## Consigne 1
D'après l'article consacré à Gabi Hartmann, dans quelle salle la chanteuse s'est-elle produite le 24 janvier 2023 ?
## Consigne 2
Rédigez la suite de l'article consacré à Gabi Hartmann à partir de sa dernière phrase.

## Texte fourni
::::::::

Culture

Le carnet de lecture de Gabi Hartmann, autrice-compositrice, chanteuse et guitariste

Auteur : Simon Dubois
Article publié le 8 février 2023

Pour la sortie de son premier album (Sony music), Gabi Hartmann se produisait à la Seine musicale, le 24 janvier 2023. Singulars y était. Sous le charme de cette voix de velours,  nous avons saisi notre chance de rencontrer la chanteuse parisienne par une après-midi ensoleillée, près de la place Pigalle.  Il nous fallait éclaircir les nombreuses influences – du jazz aux musiques du monde – qui enrichissent une démarche artistique et un univers poétique si personnels.

Luxe, calme et volupté

Gabi Hartmann nous invite dans son univers poétique avec son premier disque, paru chez Masterworks . Crédit photo : Fiona Forteì

Ces trois mots baudelairiens emplis de nostalgie apaisée viennent à l’esprit comme une rengaine soyeuse à l’écoute du premier album éponyme de Gabi Hartmann. La chanteuse parisienne l’a construit comme un carnet de voyage, s’inspirant de ses pérégrinations autour du monde, et captant de nombreuses d’influences musicales.

A l’écoute, on perd tout repère géographique – Gabi Hartmann chante en trois langues – et temporel – elle synthétise trois continents musicaux – pour une véritable ode à passer le reste de sa vie au bord d’un océan indéterminé, sous une nuit étoilée.

::::::::

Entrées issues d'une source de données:
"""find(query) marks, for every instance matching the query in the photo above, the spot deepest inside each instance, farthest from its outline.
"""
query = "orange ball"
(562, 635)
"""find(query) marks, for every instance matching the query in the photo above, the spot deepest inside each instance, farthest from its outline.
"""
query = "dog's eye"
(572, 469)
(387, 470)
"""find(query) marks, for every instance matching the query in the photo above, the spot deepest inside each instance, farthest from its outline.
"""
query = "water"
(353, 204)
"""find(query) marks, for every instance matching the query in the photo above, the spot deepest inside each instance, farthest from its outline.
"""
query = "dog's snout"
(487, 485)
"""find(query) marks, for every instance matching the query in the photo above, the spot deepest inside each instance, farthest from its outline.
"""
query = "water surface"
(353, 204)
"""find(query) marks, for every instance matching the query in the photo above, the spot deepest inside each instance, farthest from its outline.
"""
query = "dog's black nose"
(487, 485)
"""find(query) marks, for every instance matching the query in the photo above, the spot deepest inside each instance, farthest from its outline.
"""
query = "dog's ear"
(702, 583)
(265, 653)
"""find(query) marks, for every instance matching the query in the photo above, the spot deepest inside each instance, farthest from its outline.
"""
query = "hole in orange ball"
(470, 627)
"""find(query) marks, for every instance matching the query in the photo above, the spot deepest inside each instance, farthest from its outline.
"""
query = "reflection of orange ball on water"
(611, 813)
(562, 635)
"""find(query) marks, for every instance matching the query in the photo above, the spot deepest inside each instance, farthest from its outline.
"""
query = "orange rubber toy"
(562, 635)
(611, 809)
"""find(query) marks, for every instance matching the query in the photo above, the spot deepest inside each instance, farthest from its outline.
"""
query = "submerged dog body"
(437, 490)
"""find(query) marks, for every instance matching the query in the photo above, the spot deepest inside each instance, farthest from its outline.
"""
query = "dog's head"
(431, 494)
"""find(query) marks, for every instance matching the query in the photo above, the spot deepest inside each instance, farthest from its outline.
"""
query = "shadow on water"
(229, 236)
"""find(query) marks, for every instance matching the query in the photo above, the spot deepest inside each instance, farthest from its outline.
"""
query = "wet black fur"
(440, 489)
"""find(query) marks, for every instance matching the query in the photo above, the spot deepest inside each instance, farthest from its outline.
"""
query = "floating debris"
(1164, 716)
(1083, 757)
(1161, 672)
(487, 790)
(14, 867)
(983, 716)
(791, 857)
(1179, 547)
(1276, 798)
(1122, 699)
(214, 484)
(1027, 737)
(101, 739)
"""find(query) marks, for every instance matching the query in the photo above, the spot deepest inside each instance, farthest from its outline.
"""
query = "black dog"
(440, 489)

::::::::

## Résultat obtenu 1
À la Seine musicale.

## Résultat obtenu 2
Cela fait plusieurs années que je construis cet album.
Il est à l’image de mon parcours de vie,
de mes voyages, de mes rencontres,
et de toutes les influences musicales
depuis que je chante.
Gabi Hartmann

Une invitation à « rassembler tout ce que je suis »

Plutôt fourni pour un premier opus, le disque présente 14 pistes dont un bon nombre coécrites et produites par le producteur américain Jesse Harris, connu pour ses collaborations avec Melody Gardot, Norah Jones et Madeleine Peyroux. La chanteuse préfère d’ailleurs décrire son rôle plus proche d’un réalisateur, comme on l’entend pour un film : « Jesse travaille à l’ancienne, on n’enregistre pas au clic. Ça permet un peu plus de liberté dans l’émotion de ce qu’il va se passer. Il y a un peu plus de magie dans l’enregistrement. Et puis on ne répète pas, ou quasiment pas. Comme une bande-son live. »

Le jazz est la ligne directrice et fondatrice de Gabi Hartmann – c’est TSF, c’est le Duc des Lombards, et aussi Nice Jazz festival, c’est Sébastien Vidal (Directeur des trois structures, ndlr). Il a été le premier à soutenir mon projet, et à découvrir mon EP, à adorer mes chansons, ma voix. Il a défendu mon projet dès le départ, m’a fait jouer au duc des lombards. Il a passé mes morceaux sur sa radio. Ça a été un super partenaire. »

Assemblé entre New York, Paris et le Brésil.

Le disque surprend autant par sa maîtrise que par la fusion des influences, qui s’enrichissent mutuellement. New York pour la liberté du jazz, et l’apport des musiciens du cru – Ils osent amener leur créativité dans un enregistrement. Paris pour le côté chanson, mais également pour une étape clef dans la confection de la musique : Le son, le mix, le mastering dans le résultat final de l’album, ça m’obsède. […] On était assez d’accord pour faire un son assez ‘roomy’, très acoustique. Comme à l’ancienne, pas forcément très mixé. Quelque-chose d’assez brut avec un côté vintage dans le son, années 60, 70. »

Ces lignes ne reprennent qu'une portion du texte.